| Task |
Find every line below with the word "water". Then give only how many there are.

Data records
= = = = = = =
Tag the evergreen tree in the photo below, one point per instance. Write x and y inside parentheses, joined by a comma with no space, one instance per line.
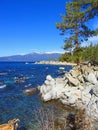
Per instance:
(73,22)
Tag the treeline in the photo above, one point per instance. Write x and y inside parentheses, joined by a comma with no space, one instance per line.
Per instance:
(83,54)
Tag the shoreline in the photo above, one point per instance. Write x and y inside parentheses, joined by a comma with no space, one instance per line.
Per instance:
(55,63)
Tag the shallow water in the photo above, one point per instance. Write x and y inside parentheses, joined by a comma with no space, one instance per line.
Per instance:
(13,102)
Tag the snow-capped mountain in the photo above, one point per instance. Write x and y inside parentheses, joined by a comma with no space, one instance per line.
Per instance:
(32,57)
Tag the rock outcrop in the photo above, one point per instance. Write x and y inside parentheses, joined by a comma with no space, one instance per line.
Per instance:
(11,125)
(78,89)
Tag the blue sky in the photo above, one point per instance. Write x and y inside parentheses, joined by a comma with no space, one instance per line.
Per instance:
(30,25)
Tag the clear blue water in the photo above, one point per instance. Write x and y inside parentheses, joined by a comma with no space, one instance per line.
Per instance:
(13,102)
= = = = = = =
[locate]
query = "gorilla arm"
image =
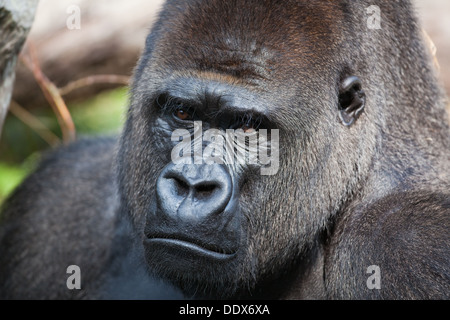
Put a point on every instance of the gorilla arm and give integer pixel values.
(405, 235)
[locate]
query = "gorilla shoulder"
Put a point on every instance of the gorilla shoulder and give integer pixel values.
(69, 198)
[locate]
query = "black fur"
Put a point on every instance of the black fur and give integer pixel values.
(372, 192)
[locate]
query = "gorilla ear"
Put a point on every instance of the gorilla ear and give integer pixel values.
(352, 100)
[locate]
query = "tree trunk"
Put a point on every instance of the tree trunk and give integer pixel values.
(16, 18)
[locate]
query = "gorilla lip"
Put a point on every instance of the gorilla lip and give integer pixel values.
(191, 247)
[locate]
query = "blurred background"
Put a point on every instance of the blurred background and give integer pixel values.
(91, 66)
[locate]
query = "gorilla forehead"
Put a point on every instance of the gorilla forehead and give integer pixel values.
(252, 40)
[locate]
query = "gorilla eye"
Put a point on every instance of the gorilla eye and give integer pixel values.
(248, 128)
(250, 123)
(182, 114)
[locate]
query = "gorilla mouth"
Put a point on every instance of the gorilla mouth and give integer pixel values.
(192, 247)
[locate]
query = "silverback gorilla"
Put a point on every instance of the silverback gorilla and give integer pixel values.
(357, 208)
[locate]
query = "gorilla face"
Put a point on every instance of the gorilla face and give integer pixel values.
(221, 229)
= = = = = = =
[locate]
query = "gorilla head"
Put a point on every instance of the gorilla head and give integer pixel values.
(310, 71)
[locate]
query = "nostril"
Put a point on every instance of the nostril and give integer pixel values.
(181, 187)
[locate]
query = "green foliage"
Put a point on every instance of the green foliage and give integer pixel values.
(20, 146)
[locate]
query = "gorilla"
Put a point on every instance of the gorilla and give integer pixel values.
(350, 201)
= = = = = = =
| Answer for this exercise |
2